Start of Text for analysis

Cheryl Holland turned her passion into a business model with Abacus Planning Group
By Emily Pietras
Photo ©2019 Brian Dressler / dresslerphoto.com
Cheryl Holland didn’t realize it at the time, but when she joined the nascent profession of fee-only financial planning in the early 1990s, she was well ahead of the curve.
“I wanted to charge a fee and not a commission,” says Holland, president and founder of wealth management firm Abacus Planning Group, which is based in Columbia. “I wanted to be independent, and I wanted to do financial planning and money management. So at the time, 20 years ago, to do all three of those things, I had to be on my own. It was more led by ‘What is the service I want to deliver’ than any grand vision of ‘Isn’t this a smart thing to do?’ And there just happened to be and continues to be a high demand for that.”
Founding Abacus in 1998 was the result of “following a passion that turned into a business model,” says Holland, who graduated from Bryn Mawr College in 1980 with a bachelor of arts in economics. She began her career in econometric research but realized that constantly looking at a computer screen wasn’t fulfilling.
“I began thinking, ‘What can I do that I can work with people and yet not forego being able to use my brain?’” Holland says. “What I really loved doing was talking to people about their life goals and what they wanted to do.”

End of Text for analysis

Set of tasks>
**A)** Reproduce word for word the part of the Cheryl Holland profile starting at "Founding Abacus in" and ending at "screen wasn’t fulfilling.".
**B)** Using the Cheryl Holland profile, answer these:
(i) Where is Abacus Planning Group based?
(ii) In what year did Holland found Abacus?
(iii) What degree did Holland earn from Bryn Mawr College?

Start of The data

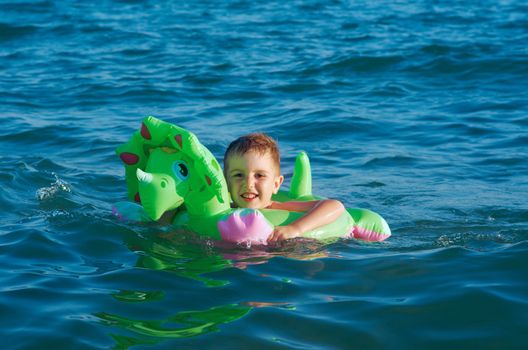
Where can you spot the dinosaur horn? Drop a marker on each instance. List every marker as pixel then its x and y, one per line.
pixel 144 176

End of The data

Answers to the exercise>
**A)**
Founding Abacus in 1998 was the result of “following a passion that turned into a business model,” says Holland, who graduated from Bryn Mawr College in 1980 with a bachelor of arts in economics. She began her career in econometric research but realized that constantly looking at a computer screen wasn’t fulfilling.

**B)**
(i) Columbia
(ii) 1998
(iii) A bachelor of arts in economics